[START Exercise input]

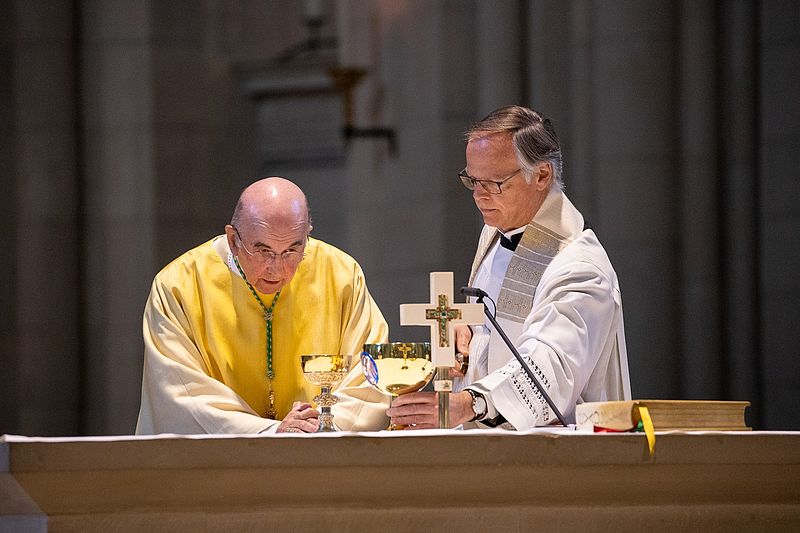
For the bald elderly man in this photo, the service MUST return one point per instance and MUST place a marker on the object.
(226, 321)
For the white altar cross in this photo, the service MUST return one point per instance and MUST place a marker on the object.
(441, 314)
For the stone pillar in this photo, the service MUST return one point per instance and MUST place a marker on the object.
(698, 178)
(779, 214)
(498, 44)
(45, 358)
(739, 200)
(116, 100)
(634, 189)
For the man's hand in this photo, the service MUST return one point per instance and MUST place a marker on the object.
(420, 410)
(463, 337)
(301, 419)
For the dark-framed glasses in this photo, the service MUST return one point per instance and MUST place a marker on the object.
(292, 256)
(490, 186)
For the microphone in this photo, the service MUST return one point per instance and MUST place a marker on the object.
(480, 294)
(475, 292)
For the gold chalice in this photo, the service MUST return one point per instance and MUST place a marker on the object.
(325, 371)
(396, 368)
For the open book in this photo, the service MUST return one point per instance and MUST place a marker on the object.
(688, 415)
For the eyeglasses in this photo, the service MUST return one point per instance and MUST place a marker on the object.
(490, 186)
(292, 256)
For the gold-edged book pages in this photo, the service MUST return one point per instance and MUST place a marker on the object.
(687, 415)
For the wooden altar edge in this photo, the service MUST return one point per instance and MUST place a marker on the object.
(251, 476)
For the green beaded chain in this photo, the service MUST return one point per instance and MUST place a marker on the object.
(268, 319)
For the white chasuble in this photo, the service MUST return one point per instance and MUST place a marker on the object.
(559, 302)
(205, 343)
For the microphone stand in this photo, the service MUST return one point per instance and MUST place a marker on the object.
(521, 360)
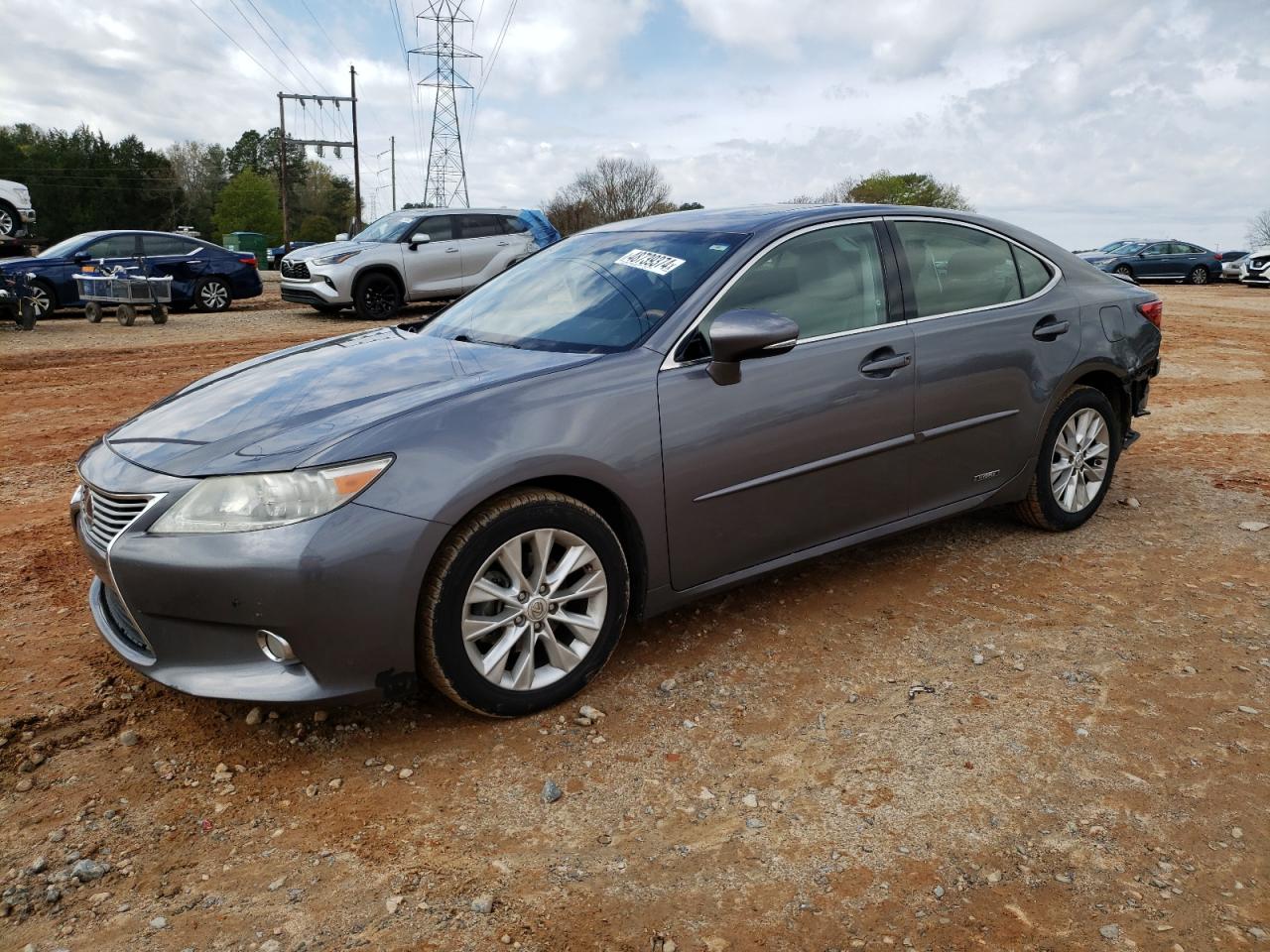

[END Exercise input]

◆ Goal of the exercise ◆
Show each line of the data above in which the word "gold" appears.

◆ The solution ◆
For the gold chalice in this photo, the service MUST return one point per instance and MUST place a marker on the object.
For the gold-edged book pages in this photo, the service MUST return one point per instance and MUST place a marker on the object.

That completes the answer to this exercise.